> _Materials provided_:
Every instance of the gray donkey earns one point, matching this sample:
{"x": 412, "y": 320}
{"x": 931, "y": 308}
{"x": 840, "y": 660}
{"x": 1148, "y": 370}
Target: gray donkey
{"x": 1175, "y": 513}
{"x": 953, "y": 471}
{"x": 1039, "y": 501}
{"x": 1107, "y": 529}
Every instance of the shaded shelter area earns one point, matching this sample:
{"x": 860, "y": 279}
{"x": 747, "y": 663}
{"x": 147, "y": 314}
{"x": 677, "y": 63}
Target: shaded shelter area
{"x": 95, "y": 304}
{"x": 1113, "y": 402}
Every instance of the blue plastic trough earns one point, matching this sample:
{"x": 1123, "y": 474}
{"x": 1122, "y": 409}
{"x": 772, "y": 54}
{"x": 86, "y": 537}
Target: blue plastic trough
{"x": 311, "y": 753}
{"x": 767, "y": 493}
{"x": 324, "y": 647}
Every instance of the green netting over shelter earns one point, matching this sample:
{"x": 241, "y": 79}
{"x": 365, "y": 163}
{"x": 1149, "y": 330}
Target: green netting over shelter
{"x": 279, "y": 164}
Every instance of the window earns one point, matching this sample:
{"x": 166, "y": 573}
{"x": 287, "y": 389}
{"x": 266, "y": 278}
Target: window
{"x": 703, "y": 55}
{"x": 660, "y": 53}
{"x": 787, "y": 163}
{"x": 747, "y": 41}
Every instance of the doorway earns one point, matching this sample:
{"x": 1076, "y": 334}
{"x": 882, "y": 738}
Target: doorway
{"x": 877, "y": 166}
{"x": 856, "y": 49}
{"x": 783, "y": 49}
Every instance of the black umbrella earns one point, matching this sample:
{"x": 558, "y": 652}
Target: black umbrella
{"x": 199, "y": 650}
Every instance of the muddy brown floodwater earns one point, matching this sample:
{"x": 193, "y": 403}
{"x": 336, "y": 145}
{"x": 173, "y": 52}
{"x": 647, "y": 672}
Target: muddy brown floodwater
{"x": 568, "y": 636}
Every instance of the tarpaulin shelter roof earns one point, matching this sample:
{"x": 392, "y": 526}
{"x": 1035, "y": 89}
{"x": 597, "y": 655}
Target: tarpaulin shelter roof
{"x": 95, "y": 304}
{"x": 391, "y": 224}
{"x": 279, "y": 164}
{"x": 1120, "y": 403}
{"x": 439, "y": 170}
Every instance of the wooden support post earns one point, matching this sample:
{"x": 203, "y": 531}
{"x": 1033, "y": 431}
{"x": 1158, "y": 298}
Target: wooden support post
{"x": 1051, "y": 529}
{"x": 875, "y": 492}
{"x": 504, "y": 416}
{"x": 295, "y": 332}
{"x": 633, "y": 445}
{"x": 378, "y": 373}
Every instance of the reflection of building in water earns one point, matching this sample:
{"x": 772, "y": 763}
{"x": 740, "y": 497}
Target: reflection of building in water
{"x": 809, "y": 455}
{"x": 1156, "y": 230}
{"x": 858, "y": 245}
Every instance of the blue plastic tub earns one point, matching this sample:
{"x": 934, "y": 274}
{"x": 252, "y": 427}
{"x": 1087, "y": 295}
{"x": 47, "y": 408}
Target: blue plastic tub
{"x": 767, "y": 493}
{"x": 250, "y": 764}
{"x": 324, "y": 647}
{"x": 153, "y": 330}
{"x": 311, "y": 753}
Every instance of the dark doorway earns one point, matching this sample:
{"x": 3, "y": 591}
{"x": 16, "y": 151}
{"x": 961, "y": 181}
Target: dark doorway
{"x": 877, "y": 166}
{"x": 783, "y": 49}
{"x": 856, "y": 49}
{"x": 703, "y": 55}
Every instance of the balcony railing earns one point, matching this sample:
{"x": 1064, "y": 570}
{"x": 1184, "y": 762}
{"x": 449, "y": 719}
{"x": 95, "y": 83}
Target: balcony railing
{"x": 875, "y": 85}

> _Exercise requirements_: Reproduce everything from the line containing "Every instance of the tarpaulin" down to the end of the entries, requests included. Shift each answer point by adding 37 to both its x and y coordinates, and leave the sample points unchanged.

> _Task output_:
Every instance of the tarpaulin shelter roof earns one point, matching this sample:
{"x": 392, "y": 526}
{"x": 1035, "y": 89}
{"x": 597, "y": 655}
Target: tarpaulin shelter roof
{"x": 132, "y": 341}
{"x": 428, "y": 261}
{"x": 316, "y": 201}
{"x": 1157, "y": 440}
{"x": 476, "y": 207}
Every instance of the wooden support post earns one point, matching this sample:
{"x": 203, "y": 531}
{"x": 1033, "y": 431}
{"x": 1158, "y": 298}
Target: wooden support post
{"x": 1088, "y": 566}
{"x": 912, "y": 529}
{"x": 541, "y": 453}
{"x": 332, "y": 369}
{"x": 670, "y": 482}
{"x": 415, "y": 410}
Every instance of the reflection of building in water earns one point, matching this sample:
{"x": 772, "y": 763}
{"x": 740, "y": 497}
Target: reflection of building in water
{"x": 846, "y": 492}
{"x": 1193, "y": 267}
{"x": 895, "y": 282}
Every instance of the blue plastic tub earns one point, matching this sample:
{"x": 934, "y": 274}
{"x": 252, "y": 427}
{"x": 1087, "y": 295}
{"x": 47, "y": 408}
Target: blue plastic tub
{"x": 804, "y": 530}
{"x": 287, "y": 801}
{"x": 361, "y": 684}
{"x": 190, "y": 367}
{"x": 348, "y": 790}
Every instance of the dark doorway earns one point, matching this sample:
{"x": 3, "y": 591}
{"x": 16, "y": 151}
{"x": 961, "y": 181}
Target: dark doorway
{"x": 914, "y": 203}
{"x": 820, "y": 86}
{"x": 893, "y": 86}
{"x": 740, "y": 92}
Every instance of the balcony railing earns one point, matching this sample:
{"x": 1064, "y": 570}
{"x": 1184, "y": 762}
{"x": 449, "y": 719}
{"x": 95, "y": 83}
Target: balcony railing
{"x": 912, "y": 122}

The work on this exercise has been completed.